=== Texto para análise ===
↓

David Mourato filmado por João Salaviza — face à desagregação do mundo dos adultos


joao lopes
19 Nov 2015 18:24

O trabalho de João Salaviza está todo ele marcado pelas marcas e mágoas de uma juventude desamparada, no limite vivendo sob o efeito da ausência dos pais — lembremos os casos exemplares de "Arena" (2009) e "Rafa" (2012) que lhe valeram importantes distinções em Cannes e Berlim, no sector de curtas-metragens (respectivamente uma Palma de Ouro e um Urso de Ouro).

↑

=== Tarefa 1 ===
Transcreva do texto sobre o trabalho de João Salaviza o trecho que vai de "O trabalho de" até "Urso de Ouro).", incluindo este último.
=== Tarefa 2 ===
Segundo o texto sobre o trabalho de João Salaviza, em que ano foi feito o filme "Arena"?
=== Tarefa 3 ===
Prossiga o texto sobre o trabalho de João Salaviza a partir do ponto em que ele termina.

=== Material fornecido ===
↓

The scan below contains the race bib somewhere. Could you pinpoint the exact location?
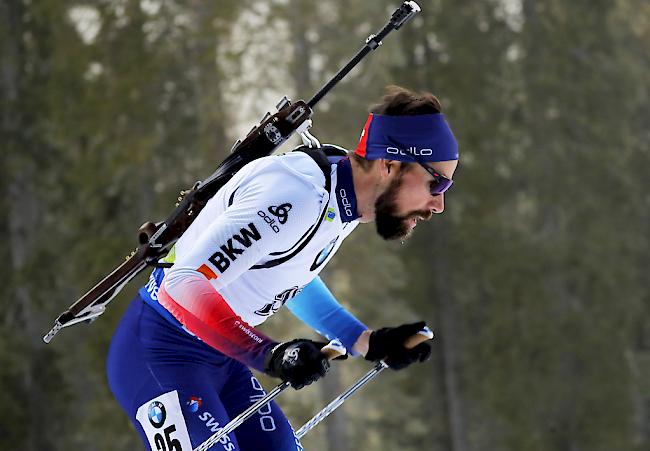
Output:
[135,390,192,451]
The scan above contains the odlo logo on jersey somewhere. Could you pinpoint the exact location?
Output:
[255,286,303,316]
[208,222,262,273]
[268,203,291,224]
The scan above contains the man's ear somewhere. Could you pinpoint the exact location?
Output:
[378,158,400,178]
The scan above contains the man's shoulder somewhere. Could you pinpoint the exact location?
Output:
[242,152,325,197]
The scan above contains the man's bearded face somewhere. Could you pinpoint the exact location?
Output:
[375,173,431,240]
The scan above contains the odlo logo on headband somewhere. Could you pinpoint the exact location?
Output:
[386,146,433,157]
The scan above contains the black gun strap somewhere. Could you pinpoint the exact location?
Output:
[251,147,332,269]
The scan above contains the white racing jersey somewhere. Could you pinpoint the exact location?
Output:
[140,152,358,369]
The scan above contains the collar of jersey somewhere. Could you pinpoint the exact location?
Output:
[334,158,359,222]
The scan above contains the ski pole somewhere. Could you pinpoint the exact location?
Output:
[193,340,346,451]
[296,327,433,439]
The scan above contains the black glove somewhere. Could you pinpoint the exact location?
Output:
[366,321,431,370]
[265,338,330,390]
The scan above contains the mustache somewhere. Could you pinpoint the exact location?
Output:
[401,210,433,221]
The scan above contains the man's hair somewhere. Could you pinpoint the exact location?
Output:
[370,85,442,116]
[352,85,442,170]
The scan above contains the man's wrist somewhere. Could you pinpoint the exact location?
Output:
[352,329,372,357]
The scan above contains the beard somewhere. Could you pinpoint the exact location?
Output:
[375,175,432,240]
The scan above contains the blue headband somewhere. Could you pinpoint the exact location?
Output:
[355,113,458,162]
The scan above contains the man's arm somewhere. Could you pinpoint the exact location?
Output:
[287,277,431,369]
[286,277,369,355]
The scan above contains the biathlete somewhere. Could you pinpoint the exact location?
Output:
[107,86,458,451]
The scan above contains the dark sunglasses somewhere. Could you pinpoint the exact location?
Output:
[415,160,454,196]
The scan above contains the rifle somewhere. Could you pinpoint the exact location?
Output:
[43,1,420,343]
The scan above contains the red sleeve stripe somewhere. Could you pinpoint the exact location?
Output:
[355,113,372,158]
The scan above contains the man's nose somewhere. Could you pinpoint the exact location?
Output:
[429,193,445,214]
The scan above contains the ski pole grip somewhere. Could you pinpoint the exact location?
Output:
[404,326,433,349]
[320,340,347,360]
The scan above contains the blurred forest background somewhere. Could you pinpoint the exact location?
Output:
[0,0,650,451]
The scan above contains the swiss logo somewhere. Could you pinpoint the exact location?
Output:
[268,203,291,224]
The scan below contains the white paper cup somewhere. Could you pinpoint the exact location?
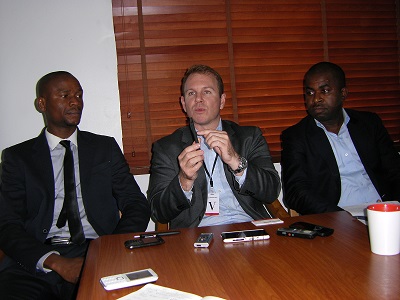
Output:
[367,203,400,255]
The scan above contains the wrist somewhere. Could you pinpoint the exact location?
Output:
[228,156,248,175]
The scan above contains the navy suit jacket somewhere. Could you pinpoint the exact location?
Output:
[0,130,150,272]
[148,121,281,228]
[281,109,400,214]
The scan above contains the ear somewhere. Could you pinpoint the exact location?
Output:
[181,96,187,113]
[340,87,349,101]
[35,97,46,113]
[219,94,226,110]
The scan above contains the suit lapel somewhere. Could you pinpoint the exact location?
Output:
[77,130,96,185]
[178,126,207,201]
[31,129,55,214]
[32,130,55,199]
[306,117,339,176]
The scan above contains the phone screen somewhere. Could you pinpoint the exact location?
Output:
[221,229,268,240]
[126,270,153,280]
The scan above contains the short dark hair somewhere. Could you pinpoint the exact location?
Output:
[36,71,75,97]
[181,65,224,97]
[304,61,346,88]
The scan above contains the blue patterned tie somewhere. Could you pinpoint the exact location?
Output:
[57,140,86,245]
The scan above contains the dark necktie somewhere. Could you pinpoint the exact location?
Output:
[57,140,85,245]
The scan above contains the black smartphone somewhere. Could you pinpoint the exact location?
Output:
[276,228,317,239]
[124,236,164,249]
[189,118,199,143]
[289,222,334,236]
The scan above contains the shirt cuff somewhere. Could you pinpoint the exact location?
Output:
[36,251,60,273]
[179,181,193,202]
[234,168,247,187]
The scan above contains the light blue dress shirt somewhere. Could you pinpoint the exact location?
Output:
[36,129,98,273]
[315,109,380,209]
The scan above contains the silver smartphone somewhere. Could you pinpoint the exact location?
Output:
[221,229,270,243]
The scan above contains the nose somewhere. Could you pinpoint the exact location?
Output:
[313,92,322,103]
[69,96,82,106]
[195,93,203,102]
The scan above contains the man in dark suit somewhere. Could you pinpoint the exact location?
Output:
[148,65,280,228]
[0,71,150,299]
[281,62,400,214]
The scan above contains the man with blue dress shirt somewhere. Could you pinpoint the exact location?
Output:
[281,62,400,214]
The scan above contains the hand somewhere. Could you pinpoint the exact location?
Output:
[178,142,204,191]
[44,253,84,283]
[197,130,240,170]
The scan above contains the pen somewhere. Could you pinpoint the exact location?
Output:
[134,231,181,238]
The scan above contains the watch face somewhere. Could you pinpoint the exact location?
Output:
[233,156,247,174]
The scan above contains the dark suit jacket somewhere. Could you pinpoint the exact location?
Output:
[281,109,400,214]
[0,130,150,272]
[148,121,281,228]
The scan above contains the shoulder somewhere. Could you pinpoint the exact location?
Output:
[282,116,315,136]
[222,120,262,136]
[345,108,380,123]
[78,130,115,142]
[3,131,47,153]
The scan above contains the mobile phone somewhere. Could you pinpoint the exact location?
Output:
[189,118,199,143]
[289,222,334,236]
[194,233,213,248]
[100,269,158,291]
[221,229,270,243]
[276,228,317,239]
[124,235,164,249]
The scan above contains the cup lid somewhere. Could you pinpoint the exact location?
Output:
[367,203,400,212]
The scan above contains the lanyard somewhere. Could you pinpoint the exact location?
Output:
[204,153,218,188]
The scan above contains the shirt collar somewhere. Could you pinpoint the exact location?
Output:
[314,108,350,129]
[45,128,78,150]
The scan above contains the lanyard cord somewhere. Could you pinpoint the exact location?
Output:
[204,153,218,187]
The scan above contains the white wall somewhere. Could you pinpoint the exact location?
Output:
[0,0,122,157]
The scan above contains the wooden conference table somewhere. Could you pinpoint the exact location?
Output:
[77,212,400,300]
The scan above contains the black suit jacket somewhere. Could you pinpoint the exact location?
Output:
[281,109,400,214]
[148,121,281,228]
[0,130,150,272]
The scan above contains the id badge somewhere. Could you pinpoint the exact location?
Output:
[205,192,219,216]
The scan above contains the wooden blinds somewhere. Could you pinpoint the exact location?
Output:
[112,0,400,174]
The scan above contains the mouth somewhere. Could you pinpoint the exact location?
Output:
[66,109,82,115]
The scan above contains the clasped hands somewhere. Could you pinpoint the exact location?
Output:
[178,130,241,191]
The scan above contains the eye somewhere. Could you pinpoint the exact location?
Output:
[306,90,315,96]
[321,89,329,95]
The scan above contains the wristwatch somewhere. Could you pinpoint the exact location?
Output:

↑

=== Resposta esperada 1 ===
O trabalho de João Salaviza está todo ele marcado pelas marcas e mágoas de uma juventude desamparada, no limite vivendo sob o efeito da ausência dos pais — lembremos os casos exemplares de "Arena" (2009) e "Rafa" (2012) que lhe valeram importantes distinções em Cannes e Berlim, no sector de curtas-metragens (respectivamente uma Palma de Ouro e um Urso de Ouro).

=== Resposta esperada 2 ===
Em 2009.

=== Resposta esperada 3 ===
Ao estrear-se na longa-metragem, Salaviza mantém-se fiel ao programa temático dos seus títulos anteriores: "Montanha" é o retrato íntimo de David (David Mourato), um rapaz de 14 anos que vive num vai-vém sem solução aparente: por um lado, a decomposição da relação dos pais há muito lhe conferiu o inusitado papel de "homem da casa"; por outro lado, o estado de saúde do avô, hospitalizado, fá-lo pressentir o fim iminente de um modo de existir ainda tocado pelas ilusões da infância…
Em boa verdade, este é um daqueles filmes em que a mera enumeração das "peripécias" da acção será sempre superficial e insuficiente. Aquilo que Salaviza procura não é tanto uma acumulação de eventos que, por assim dizer, se explicam uns aos outros, antes a definição de um clima afectivo e emocional em que a odisseia de David adquire uma dimensão potencialmente trágica. Que é como quem diz: como sair da infância, abraçar as agruras da adolescência e lidar com as imperfeições do mundo dos adultos?
Tal como nos títulos anteriores de Salaviza, "Montanha" envolve um misto de constatação e perplexidade face à tristeza urbana em que tudo isto acontece. A observação das paisagens menos centrais da grande cidade — e, em particular, a ambiência gélida de uma arquitectura desumanizada — constitui, aqui, um factor fundamental. Talvez possamos dizer que "Montanha" sublinha a importância de um certo realismo que, com maior ou menor felicidade criativa, nunca abandonou o cinema português.